EXERCISE DESCRIPTION: Output exactly the lines that run from the line with "Where can you see the woman in blue" to the end of the material, both ends included, and no other lines.

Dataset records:
···

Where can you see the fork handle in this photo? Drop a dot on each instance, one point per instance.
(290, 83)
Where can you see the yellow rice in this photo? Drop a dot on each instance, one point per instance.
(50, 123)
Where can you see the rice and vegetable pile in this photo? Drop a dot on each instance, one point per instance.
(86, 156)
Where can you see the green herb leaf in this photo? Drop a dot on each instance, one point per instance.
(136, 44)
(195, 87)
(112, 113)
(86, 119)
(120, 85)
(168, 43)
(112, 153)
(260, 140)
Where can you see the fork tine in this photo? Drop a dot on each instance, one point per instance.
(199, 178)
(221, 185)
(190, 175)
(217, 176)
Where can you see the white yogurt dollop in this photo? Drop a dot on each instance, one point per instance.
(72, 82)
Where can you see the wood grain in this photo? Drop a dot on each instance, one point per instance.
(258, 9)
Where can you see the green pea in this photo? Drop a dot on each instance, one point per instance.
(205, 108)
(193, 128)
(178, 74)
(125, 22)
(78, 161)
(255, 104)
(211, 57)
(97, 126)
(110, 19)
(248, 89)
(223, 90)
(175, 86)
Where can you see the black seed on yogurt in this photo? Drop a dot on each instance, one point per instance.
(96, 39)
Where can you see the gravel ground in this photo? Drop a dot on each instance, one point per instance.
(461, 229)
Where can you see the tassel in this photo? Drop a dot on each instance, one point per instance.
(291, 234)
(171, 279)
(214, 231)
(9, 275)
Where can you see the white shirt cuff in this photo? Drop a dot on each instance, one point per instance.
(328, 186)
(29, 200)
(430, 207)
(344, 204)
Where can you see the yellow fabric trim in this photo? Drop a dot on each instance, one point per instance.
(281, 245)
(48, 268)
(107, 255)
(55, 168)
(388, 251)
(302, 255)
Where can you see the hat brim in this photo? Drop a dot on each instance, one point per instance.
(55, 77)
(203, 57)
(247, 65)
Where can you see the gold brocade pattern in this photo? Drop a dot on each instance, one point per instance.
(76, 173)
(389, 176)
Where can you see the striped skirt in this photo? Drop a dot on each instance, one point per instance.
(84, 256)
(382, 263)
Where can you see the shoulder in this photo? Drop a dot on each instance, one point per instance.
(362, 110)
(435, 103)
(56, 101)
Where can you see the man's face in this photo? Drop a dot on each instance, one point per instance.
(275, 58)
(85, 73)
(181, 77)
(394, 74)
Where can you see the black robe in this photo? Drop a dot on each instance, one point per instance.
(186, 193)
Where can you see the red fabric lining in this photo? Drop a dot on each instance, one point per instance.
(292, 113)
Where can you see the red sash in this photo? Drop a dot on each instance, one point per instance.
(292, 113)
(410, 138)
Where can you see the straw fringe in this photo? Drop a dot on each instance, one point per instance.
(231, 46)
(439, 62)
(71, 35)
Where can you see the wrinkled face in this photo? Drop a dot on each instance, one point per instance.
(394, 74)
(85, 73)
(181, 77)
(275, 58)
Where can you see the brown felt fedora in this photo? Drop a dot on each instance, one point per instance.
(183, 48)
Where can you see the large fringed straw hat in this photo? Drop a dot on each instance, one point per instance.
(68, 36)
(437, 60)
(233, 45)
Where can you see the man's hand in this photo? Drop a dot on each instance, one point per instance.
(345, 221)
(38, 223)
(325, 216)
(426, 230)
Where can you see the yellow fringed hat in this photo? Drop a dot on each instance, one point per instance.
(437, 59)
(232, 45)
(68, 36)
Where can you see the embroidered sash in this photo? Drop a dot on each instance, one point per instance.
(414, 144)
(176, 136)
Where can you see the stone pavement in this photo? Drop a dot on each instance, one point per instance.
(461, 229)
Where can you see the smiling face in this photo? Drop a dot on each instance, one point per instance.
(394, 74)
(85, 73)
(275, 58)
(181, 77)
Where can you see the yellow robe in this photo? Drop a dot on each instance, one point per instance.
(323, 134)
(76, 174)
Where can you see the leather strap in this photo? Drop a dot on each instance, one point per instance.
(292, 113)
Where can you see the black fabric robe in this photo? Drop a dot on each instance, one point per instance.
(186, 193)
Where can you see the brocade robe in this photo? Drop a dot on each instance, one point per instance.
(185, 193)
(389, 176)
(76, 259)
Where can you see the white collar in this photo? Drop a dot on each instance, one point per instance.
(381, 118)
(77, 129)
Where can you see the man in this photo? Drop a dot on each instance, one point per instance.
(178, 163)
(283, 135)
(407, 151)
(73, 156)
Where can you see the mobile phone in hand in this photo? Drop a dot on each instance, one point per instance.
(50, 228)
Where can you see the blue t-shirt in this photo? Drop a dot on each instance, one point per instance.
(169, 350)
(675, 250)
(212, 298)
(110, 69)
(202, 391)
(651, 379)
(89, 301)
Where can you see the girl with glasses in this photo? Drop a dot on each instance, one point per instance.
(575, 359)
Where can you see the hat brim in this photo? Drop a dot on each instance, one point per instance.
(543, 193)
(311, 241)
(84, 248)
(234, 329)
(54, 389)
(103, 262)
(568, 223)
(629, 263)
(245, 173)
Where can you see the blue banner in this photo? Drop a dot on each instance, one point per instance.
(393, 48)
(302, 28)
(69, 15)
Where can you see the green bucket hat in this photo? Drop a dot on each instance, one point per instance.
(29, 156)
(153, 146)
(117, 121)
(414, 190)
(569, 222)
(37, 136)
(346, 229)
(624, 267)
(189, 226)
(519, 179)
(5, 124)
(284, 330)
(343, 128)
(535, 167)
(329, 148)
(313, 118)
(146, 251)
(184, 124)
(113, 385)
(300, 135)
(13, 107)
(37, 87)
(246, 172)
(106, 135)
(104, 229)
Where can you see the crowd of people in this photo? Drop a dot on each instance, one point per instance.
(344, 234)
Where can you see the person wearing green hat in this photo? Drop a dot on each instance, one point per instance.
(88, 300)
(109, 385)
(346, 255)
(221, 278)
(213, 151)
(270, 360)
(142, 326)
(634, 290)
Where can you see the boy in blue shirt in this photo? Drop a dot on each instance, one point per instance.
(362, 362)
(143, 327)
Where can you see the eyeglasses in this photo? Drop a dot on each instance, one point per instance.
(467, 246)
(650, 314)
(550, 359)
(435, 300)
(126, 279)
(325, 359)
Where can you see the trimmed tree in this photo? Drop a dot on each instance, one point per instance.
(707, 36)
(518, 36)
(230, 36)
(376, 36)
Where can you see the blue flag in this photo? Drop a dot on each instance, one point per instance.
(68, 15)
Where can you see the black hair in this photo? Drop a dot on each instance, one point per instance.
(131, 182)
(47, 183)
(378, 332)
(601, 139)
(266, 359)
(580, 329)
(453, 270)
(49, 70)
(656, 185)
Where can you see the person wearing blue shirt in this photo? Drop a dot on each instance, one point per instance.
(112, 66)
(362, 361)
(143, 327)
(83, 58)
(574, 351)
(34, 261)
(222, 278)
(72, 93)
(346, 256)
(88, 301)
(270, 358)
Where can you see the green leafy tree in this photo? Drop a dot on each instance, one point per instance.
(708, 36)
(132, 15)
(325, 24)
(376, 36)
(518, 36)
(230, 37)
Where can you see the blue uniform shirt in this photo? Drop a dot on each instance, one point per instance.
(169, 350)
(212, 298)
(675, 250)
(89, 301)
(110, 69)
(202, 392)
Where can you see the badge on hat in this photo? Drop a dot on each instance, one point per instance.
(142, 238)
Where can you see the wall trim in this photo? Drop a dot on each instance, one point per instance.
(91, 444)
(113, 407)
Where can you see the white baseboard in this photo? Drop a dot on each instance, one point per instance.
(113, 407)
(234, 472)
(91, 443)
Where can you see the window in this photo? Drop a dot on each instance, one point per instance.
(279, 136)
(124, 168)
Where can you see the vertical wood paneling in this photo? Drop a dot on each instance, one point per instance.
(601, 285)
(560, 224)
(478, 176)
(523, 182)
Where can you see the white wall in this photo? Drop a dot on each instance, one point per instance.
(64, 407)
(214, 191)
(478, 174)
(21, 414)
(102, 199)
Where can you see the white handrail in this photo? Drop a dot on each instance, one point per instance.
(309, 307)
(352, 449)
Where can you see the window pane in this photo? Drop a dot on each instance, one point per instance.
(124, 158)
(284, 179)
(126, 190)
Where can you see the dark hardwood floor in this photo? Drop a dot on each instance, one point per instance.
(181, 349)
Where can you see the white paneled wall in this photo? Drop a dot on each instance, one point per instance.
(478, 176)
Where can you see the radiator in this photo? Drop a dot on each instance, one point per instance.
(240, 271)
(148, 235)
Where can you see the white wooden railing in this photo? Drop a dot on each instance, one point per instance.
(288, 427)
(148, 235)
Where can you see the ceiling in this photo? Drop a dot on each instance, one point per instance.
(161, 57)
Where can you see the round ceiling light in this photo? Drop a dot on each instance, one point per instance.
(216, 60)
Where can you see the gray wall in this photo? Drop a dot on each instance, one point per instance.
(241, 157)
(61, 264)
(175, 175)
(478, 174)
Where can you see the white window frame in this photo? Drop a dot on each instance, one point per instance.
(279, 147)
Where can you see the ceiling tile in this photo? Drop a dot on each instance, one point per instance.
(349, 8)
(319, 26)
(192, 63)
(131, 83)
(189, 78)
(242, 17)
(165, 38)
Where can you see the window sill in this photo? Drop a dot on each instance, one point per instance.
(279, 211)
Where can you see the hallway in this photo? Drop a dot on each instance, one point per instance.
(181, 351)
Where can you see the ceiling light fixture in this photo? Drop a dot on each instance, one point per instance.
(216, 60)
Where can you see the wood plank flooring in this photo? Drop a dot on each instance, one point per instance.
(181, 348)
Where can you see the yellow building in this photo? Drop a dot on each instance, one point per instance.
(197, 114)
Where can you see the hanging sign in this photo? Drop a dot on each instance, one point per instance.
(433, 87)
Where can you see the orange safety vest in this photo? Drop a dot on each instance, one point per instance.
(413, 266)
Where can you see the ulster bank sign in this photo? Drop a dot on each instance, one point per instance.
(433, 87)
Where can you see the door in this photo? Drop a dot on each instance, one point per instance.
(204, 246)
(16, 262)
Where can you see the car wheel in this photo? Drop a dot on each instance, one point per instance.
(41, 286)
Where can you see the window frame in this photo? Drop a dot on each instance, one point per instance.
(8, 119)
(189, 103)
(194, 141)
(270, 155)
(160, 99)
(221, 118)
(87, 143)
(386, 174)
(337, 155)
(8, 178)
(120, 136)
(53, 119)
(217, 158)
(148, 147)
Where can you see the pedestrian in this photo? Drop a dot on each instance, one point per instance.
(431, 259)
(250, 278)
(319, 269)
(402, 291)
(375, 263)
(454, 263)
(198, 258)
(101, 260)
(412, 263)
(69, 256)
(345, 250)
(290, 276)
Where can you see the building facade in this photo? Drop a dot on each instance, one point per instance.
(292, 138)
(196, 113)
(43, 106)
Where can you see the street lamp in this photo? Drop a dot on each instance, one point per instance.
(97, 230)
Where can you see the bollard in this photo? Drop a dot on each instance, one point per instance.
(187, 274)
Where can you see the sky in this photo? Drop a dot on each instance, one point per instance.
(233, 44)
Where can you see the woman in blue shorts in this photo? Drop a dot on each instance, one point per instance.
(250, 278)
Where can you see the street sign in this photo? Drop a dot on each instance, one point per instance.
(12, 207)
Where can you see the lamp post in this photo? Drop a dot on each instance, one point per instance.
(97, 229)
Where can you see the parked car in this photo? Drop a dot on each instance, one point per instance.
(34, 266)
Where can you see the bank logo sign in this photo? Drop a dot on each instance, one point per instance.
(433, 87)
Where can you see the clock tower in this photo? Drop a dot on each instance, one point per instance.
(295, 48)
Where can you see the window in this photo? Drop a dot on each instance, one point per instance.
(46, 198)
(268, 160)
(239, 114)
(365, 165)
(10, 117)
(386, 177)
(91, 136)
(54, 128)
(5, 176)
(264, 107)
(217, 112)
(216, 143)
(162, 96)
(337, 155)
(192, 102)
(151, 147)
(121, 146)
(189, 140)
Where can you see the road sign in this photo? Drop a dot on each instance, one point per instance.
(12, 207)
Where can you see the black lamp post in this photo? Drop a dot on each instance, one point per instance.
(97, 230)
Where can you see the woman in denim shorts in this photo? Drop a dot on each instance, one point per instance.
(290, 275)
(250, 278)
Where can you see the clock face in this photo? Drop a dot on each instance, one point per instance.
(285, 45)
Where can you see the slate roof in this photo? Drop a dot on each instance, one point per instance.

···

SOLUTION TO THIS PROBLEM:
Where can you see the woman in blue shorts in this photo? Drop a dot on each instance, one point per instance.
(250, 278)
Where can you see the street sign in this photo? Drop a dot on each instance, one point per instance.
(12, 207)
Where can you see the lamp post in this photo? Drop a dot on each instance, one point per instance.
(97, 229)
Where can you see the parked car in this photo? Drop a dot on each instance, one point per instance.
(34, 266)
Where can you see the bank logo sign in this photo? Drop a dot on each instance, one point per instance.
(433, 87)
Where can you see the clock tower in this photo? Drop a dot on each instance, one point per instance.
(295, 48)
Where can you see the window in this photo? Drop a dot on each instance, one point per instance.
(46, 198)
(268, 160)
(239, 114)
(365, 165)
(10, 117)
(386, 177)
(91, 136)
(54, 128)
(5, 176)
(264, 107)
(217, 112)
(216, 143)
(162, 96)
(337, 155)
(192, 102)
(151, 147)
(121, 146)
(189, 140)
Where can you see the road sign in this photo? Drop a dot on each instance, one point per instance.
(12, 207)
Where can you see the black lamp post in this photo? Drop a dot on each instance, one point per instance.
(97, 230)
Where can you see the woman in denim shorts in this photo? Drop a dot on each instance, one point per instance.
(290, 275)
(250, 278)
Where can you see the clock face in this photo? Drop a dot on each instance, one point per instance.
(285, 45)
Where can you see the slate roof in this photo? Drop a dot on each instance, one point per instance.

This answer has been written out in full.